AIM OF THE EXERCISE -
Reproduce the listing below word for word, with every line kept intact.

RECORDS -
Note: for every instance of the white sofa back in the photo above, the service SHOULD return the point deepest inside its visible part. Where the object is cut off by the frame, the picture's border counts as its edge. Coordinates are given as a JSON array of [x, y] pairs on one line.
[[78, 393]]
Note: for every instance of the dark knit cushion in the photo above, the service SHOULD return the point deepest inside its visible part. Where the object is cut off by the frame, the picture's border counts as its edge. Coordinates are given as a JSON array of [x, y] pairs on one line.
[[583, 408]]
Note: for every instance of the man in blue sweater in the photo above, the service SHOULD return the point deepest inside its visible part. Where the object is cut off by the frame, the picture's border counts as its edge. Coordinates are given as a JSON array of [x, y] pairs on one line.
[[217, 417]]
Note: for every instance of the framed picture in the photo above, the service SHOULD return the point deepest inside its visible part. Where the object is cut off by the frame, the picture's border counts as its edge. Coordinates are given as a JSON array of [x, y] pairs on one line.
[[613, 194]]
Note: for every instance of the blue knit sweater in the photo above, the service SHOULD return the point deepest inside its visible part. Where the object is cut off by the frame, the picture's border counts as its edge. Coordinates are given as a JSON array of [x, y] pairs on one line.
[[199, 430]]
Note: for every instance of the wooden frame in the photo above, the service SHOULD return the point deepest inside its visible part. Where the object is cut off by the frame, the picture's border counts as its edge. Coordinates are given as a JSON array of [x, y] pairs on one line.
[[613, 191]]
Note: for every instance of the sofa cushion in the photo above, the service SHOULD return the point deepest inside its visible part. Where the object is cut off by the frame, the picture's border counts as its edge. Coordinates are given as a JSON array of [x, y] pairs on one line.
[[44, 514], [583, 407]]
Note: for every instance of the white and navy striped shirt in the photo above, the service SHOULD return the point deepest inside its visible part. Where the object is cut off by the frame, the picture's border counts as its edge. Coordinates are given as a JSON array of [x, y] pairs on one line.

EXERCISE OUTPUT -
Note: for every instance of the white sofa back in the photo above, the service SHOULD return the point deepest inside its visible part. Where the object is cut off by the frame, the picture's border counts as its edge. Coordinates are given as a JSON array of [x, y] pairs on one line.
[[78, 393]]
Note: for every instance of the dark knit cushion in the photo above, the service SHOULD return the point deepest inside its visible part. Where the object is cut off by the frame, the picture's border counts as its edge. Coordinates are given as a JSON array of [x, y] pairs on one line.
[[583, 408]]
Note: for every instance of the man in blue sweater in the photo above, the service SHOULD return the point deepest inside its visible part. Where the object is cut off by the frame, the picture's border counts as its edge. Coordinates are given as a JSON array of [x, y] pairs on one line.
[[217, 417]]
Note: for every instance of the framed picture in the photo above, the service SHOULD return the point deepest inside its visible part. Where the object is cut off by the frame, the picture's border counts as its edge. Coordinates are given as a JSON array of [x, y] pairs on one line.
[[613, 194]]
Note: for every instance of the blue knit sweater in the photo above, the service SHOULD return the point deepest inside its visible part. Where the object is cut off by the frame, the picture's border counts as its edge. Coordinates are given as a JSON array of [x, y] pairs on one line.
[[199, 430]]
Note: for every instance of the wooden frame in the photo above, the service SHOULD return the point deepest inside its visible part. Where the object is cut off by the frame, the picture's border counts as its edge. Coordinates are given as a JSON array of [x, y] pairs on one line.
[[613, 191]]
Note: for every instance of the sofa cushion in the photo above, the service SHOULD return the point deepest inside its visible part. Where the object is cut off by the frame, the picture's border counts as its edge. Coordinates are given as a JSON array of [x, y] pairs on one line.
[[44, 514], [583, 407]]
Note: for every instance of the white and navy striped shirt in the photo above, the service SHOULD return the point deepest inside its visible part. Where the object is cut off by the frame, the picture's border counts as its edge. Coordinates are given as a JSON array of [x, y] pairs on one line.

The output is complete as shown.